◆ **Recorded information**:
+++

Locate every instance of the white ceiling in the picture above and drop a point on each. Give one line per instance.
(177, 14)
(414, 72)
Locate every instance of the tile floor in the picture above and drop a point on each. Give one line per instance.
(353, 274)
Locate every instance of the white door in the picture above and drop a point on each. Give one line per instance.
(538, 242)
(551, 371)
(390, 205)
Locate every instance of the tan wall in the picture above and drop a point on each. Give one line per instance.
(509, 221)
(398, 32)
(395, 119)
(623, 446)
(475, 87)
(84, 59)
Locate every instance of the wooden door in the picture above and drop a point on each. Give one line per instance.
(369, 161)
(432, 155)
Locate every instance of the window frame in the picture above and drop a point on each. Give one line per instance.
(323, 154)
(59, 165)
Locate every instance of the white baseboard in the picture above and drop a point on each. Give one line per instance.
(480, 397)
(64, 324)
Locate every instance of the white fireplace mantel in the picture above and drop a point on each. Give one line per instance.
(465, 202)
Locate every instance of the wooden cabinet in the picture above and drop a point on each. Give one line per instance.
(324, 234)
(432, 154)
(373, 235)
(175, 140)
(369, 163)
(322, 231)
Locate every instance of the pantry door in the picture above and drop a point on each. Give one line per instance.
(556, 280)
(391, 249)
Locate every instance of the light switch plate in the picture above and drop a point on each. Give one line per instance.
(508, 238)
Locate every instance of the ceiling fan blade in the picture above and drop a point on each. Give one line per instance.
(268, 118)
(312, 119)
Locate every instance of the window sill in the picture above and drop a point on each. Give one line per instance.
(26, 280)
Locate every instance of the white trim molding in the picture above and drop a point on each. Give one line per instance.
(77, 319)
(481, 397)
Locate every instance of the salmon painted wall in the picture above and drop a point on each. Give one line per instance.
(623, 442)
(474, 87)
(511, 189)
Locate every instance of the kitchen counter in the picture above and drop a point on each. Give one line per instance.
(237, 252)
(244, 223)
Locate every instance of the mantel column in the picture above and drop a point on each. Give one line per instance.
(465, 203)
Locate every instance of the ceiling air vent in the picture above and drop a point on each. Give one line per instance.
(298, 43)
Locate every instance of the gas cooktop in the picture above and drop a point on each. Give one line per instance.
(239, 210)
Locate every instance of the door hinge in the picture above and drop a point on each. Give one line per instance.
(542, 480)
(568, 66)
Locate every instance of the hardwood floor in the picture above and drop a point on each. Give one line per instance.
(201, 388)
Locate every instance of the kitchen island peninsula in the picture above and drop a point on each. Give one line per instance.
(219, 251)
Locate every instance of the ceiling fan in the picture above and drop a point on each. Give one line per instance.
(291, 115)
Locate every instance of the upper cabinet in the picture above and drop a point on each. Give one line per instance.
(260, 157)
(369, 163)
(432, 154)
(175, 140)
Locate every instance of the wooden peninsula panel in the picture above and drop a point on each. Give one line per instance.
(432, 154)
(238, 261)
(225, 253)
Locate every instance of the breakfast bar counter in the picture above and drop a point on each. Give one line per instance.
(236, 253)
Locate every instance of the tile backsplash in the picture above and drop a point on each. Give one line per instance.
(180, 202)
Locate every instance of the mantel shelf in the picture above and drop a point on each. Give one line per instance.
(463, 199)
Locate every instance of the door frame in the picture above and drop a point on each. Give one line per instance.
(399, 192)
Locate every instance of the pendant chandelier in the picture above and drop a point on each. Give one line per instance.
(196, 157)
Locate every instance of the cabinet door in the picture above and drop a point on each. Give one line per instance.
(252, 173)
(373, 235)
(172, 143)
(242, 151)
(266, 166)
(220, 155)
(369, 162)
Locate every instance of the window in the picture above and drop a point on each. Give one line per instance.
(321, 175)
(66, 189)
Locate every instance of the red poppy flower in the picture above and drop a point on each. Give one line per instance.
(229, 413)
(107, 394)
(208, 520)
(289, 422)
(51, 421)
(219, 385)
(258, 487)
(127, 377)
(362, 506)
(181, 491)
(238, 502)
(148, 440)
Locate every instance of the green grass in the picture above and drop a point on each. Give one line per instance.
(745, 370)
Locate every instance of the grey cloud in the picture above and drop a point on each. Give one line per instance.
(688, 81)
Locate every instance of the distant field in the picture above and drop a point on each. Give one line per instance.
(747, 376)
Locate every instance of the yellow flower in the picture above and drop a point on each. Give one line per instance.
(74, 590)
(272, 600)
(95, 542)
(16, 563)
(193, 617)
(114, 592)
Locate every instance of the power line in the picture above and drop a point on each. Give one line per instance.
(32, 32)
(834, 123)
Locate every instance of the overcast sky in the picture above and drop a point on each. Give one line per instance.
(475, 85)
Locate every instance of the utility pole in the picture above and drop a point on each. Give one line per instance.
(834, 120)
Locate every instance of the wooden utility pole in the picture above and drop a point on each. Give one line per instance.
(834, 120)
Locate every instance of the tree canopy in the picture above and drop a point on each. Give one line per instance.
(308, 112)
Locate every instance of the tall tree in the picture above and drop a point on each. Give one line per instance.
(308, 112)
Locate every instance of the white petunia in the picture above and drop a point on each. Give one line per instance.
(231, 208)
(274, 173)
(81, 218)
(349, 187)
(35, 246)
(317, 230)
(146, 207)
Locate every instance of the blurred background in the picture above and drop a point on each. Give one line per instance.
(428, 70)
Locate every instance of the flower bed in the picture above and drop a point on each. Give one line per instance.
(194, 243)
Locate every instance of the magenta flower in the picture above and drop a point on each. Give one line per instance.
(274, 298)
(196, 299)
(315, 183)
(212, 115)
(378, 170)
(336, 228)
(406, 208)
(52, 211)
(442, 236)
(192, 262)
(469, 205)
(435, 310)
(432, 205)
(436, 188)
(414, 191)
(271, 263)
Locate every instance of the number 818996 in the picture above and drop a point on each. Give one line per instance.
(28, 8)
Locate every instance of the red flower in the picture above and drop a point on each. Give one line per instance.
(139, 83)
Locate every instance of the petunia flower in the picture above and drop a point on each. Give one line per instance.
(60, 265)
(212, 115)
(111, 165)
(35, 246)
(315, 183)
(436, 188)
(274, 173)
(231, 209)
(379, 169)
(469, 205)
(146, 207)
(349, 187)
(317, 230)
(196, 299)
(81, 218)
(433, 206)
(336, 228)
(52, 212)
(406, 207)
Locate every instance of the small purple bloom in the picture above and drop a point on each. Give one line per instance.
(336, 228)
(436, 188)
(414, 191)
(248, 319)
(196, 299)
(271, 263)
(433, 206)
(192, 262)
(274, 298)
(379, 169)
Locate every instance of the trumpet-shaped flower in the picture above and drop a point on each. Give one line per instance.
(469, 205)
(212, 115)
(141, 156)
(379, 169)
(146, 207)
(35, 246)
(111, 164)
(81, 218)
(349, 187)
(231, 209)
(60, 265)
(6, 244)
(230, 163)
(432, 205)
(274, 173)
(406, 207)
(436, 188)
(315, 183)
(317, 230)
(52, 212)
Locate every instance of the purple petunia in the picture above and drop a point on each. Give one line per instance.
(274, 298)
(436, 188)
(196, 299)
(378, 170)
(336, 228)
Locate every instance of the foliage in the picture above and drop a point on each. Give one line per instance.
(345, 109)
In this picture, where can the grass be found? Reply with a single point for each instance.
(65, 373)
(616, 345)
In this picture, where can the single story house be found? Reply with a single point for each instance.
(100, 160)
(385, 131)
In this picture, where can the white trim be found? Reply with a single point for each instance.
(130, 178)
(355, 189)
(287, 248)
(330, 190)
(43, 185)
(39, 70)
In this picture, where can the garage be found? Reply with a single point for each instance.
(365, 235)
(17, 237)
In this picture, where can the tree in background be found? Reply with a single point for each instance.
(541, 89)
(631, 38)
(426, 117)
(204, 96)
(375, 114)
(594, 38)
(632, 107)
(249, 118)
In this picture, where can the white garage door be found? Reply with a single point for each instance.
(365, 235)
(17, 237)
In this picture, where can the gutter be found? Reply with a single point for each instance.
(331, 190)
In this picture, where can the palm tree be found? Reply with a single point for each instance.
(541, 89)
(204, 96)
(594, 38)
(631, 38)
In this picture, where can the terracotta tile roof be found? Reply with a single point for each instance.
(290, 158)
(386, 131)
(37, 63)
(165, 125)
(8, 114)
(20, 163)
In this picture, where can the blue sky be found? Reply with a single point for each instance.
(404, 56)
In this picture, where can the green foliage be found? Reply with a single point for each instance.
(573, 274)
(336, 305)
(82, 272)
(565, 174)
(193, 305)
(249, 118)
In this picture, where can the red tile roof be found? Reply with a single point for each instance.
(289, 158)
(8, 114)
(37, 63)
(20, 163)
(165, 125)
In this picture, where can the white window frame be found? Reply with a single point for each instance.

+++

◆ **Problem to solve**:
All lines from the one containing "In this picture, where can the gutter" to the end of the records are to be duplicated exactly, and no other lines are to be given.

◆ **Solution below**:
In this picture, where can the gutter be found? Reply with a single point for each instance.
(331, 190)
In this picture, where can the palm tree be found? Reply with a single point for each instance.
(541, 89)
(204, 96)
(594, 38)
(631, 38)
In this picture, where can the terracotta tile roof be found? Reply with a single point for each instance.
(290, 158)
(386, 131)
(37, 63)
(165, 125)
(8, 114)
(20, 163)
In this picture, where can the blue sky be found? Reply with a single point for each instance.
(404, 56)
In this picture, where can the green foliage be found? Reply with a single point for each instance.
(573, 274)
(336, 305)
(82, 272)
(565, 174)
(193, 305)
(249, 118)
In this picture, where can the red tile roof be found? Reply with a single point for each instance.
(289, 158)
(8, 114)
(37, 63)
(20, 163)
(165, 125)
In this picture, where can the white window frame be found? Reply with a single point for each instance.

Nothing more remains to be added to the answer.